— MATERIAL TO PROCESS —
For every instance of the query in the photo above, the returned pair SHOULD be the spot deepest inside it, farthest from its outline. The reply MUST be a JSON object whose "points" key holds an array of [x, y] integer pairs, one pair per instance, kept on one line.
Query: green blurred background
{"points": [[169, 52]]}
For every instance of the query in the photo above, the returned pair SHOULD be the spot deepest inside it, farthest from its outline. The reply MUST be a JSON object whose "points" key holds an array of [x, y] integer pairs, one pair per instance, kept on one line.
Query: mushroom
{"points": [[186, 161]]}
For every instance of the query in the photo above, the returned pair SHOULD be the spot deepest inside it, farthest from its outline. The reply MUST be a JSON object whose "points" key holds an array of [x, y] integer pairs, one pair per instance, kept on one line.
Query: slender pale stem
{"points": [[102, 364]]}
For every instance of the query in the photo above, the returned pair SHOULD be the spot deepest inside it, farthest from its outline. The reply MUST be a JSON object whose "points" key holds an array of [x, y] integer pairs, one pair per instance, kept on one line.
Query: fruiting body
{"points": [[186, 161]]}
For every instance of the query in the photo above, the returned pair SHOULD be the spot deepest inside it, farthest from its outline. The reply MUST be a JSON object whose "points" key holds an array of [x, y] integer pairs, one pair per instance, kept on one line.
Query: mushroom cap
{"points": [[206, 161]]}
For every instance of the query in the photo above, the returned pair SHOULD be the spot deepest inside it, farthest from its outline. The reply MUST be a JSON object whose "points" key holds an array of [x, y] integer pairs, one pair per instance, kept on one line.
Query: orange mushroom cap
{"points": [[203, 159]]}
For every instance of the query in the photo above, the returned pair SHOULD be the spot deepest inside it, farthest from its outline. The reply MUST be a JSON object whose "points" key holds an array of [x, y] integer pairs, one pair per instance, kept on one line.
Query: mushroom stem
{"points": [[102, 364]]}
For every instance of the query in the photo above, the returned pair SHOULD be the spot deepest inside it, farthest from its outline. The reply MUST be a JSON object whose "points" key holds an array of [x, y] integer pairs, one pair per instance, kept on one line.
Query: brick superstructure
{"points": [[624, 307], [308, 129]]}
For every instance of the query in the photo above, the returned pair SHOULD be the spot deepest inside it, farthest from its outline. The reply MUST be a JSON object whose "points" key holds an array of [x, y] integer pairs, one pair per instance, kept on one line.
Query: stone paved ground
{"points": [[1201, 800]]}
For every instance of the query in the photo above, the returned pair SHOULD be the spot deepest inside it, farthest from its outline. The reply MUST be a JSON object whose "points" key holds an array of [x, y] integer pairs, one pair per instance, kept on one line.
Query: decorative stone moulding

— WORK TO COMPLETE —
Nothing should be changed: write out all of the data as is.

— RESULT OF THE TASK —
For every instance of the query in the photo above, the returned pair SHOULD be the spot deepest inside it, farthest from its outline. The reply MUST be a JSON object whose "points" key holds an array of [x, y] integer pairs, one pair per instance, kept on one line.
Query: green blurred background
{"points": [[169, 52]]}
For every instance of the query in the photo above, the returned pair SHOULD be the spot deepest inside it, farthest from its outline. The reply MUST be a JSON object whose "points" key holds an array of [x, y] integer pairs, one pair per instance, kept on one line.
Query: mushroom
{"points": [[186, 161]]}
For every instance of the query in the photo above, the returned pair SHOULD be the spot deepest inside it, farthest from its outline. The reply MUST be a JSON object whose "points" key holds an array of [x, y] integer pairs, one pair per instance, kept on one line.
Query: slender pale stem
{"points": [[102, 364]]}
For every instance of the query in the photo above, the returned pair SHOULD be the spot deepest inside it, farthest from its outline. The reply MUST be a JSON object whose "points" key holds an array of [x, y] integer pairs, one pair per instance, kept on one line.
Query: fruiting body
{"points": [[186, 161]]}
For every instance of the query in the photo above, the returned pair SHOULD be the spot deepest inside it, farthest from its outline. The reply MUST be a JSON object whose "points" key holds an array of [x, y] integer pairs, one pair per instance, kept on one line.
Query: mushroom cap
{"points": [[206, 161]]}
For every instance of the query in the photo above, the returned pair SHOULD be the spot deepest inside it, farthest from its outline. The reply MUST be a JSON object whose "points" key holds an array of [x, y] integer pairs, one pair per instance, kept on one line.
Query: orange mushroom cap
{"points": [[203, 159]]}
For every instance of the query in the photo above, the returned pair SHOULD be the spot deepest inside it, farthest from its outline. The reply MUST be a JSON object whose "points" key holds an array of [x, y] integer pairs, one pair per instance, kept on one line.
Query: mushroom stem
{"points": [[102, 364]]}
For every instance of the query in the photo above, the returned pair SHOULD be the spot deepest inside it, farthest from its outline. The reply MUST be a JSON object whose "points" key holds an array of [x, y] integer pairs, one pair per instance, kept on one line.
Query: brick superstructure
{"points": [[624, 307], [308, 129]]}
For every instance of the query in the photo above, the returned pair SHOULD be the spot deepest inside it, farthest from its outline. The reply MUST be a JSON object whose "points" key holds an array of [x, y] integer pairs, one pair per instance, kept on one line.
Query: stone paved ground
{"points": [[1201, 800]]}
For every instance of the query in the photo above, the returned pair SHOULD be the spot deepest inside it, farthest from its outline. The reply MUST be a JSON object whose "points" key holds an array of [x, y] integer pairs, one pair per instance, kept on one line.
Query: decorative stone moulding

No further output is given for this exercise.